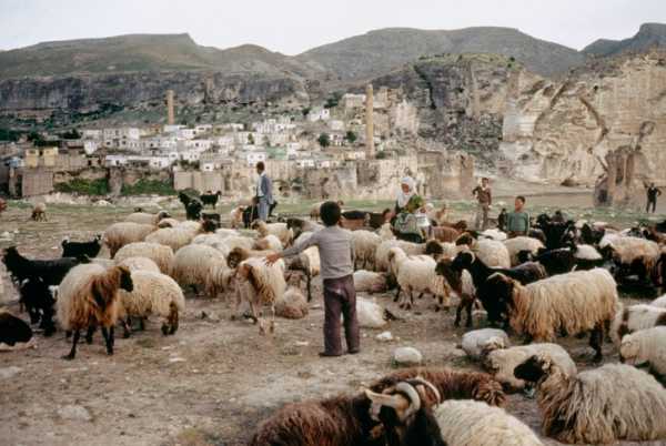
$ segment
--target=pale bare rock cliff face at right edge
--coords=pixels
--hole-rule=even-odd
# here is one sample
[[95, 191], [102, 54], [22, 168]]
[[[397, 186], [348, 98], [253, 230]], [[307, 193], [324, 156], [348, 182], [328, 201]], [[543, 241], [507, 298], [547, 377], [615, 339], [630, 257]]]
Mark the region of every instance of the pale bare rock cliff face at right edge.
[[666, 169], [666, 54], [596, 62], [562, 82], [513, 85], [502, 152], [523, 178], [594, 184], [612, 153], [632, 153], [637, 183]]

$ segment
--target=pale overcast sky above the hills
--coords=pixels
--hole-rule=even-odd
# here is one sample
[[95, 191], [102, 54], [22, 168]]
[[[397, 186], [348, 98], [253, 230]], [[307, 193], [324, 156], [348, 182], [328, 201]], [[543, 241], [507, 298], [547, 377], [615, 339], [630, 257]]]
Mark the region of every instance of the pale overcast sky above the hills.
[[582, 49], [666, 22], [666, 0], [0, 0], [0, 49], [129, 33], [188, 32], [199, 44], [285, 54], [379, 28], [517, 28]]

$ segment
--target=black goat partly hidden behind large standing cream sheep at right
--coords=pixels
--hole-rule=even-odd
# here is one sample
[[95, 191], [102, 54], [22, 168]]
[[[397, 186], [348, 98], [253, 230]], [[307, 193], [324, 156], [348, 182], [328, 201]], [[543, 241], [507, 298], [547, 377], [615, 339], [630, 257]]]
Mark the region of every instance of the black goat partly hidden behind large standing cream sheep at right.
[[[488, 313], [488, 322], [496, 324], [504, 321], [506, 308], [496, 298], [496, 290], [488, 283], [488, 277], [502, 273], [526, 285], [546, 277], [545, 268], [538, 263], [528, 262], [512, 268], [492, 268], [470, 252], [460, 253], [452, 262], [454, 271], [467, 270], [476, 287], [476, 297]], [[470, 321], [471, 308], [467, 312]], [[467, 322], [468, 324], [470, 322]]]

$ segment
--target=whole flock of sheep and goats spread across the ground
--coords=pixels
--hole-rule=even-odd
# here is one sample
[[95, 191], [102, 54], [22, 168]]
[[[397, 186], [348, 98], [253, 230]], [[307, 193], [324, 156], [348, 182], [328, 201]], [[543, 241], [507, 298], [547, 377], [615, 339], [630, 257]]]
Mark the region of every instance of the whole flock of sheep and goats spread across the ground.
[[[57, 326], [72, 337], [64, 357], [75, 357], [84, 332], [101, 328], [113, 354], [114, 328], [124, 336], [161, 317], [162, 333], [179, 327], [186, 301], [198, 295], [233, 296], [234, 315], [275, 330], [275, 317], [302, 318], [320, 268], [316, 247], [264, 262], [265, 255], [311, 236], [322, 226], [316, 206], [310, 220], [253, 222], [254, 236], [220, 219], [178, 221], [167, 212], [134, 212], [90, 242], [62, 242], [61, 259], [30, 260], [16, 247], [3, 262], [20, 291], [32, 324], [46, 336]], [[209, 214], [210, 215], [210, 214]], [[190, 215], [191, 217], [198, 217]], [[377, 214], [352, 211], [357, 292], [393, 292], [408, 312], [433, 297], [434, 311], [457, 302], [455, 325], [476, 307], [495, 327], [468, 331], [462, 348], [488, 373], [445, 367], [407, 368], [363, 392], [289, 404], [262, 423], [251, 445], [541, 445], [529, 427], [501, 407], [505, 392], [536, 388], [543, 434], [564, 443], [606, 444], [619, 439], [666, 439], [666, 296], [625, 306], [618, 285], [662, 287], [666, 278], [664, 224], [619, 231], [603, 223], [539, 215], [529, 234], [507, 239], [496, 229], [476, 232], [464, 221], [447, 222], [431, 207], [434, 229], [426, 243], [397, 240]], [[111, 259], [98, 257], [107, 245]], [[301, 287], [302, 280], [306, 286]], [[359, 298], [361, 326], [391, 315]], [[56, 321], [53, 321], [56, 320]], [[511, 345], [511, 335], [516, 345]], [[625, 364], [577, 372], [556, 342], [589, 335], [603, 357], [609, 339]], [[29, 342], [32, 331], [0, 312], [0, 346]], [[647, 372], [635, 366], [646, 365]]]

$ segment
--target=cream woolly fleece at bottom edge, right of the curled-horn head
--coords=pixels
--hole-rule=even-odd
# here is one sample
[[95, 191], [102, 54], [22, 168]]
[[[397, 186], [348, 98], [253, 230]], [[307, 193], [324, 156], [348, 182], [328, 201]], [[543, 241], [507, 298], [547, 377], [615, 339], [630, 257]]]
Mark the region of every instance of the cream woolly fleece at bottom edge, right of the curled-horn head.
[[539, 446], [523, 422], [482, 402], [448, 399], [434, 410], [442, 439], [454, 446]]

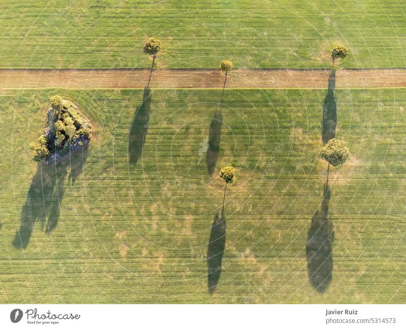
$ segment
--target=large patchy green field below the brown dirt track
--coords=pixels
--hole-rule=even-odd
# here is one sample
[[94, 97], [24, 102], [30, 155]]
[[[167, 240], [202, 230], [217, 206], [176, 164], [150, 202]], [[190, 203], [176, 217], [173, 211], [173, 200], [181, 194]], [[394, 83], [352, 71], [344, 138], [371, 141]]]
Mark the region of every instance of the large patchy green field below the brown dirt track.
——————————
- **Exercise directions**
Copy out each line of the listing where the string "green" appears.

- **Solution below**
--target=large patchy green field below the brown dirt track
Mark the region of every instance of the large patchy green field below the brown dirt track.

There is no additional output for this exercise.